<<<<

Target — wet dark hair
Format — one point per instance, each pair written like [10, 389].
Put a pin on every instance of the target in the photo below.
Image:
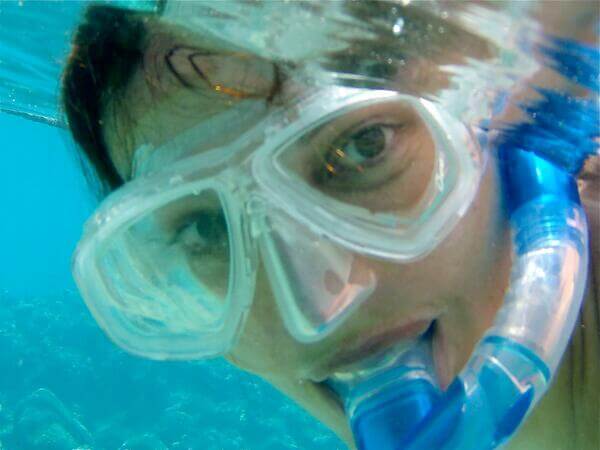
[107, 49]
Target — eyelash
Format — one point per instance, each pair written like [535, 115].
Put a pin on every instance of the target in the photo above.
[278, 80]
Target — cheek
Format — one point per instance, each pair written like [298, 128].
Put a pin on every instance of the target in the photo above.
[265, 347]
[467, 272]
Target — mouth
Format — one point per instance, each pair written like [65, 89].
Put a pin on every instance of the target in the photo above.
[358, 359]
[356, 356]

>>>>

Problem details.
Copy the entries exactly. Leave out the images.

Task answer.
Target — wet dark hair
Format — one point per instance, each pair written like [10, 389].
Put a pin on every instance of the target in the photo below.
Image:
[107, 49]
Target — eyelash
Format — one point per instance, each pair written like [535, 115].
Put a pin on every instance of the target in the photo above.
[278, 80]
Target — cheek
Format — one point per instance, each pair written like [298, 128].
Put a pin on every instance of the target in the photo above.
[265, 347]
[467, 272]
Target — mouth
Format — one point per instance, each pair written like [65, 89].
Put a pin on every instance of the target in the photo above.
[358, 359]
[356, 356]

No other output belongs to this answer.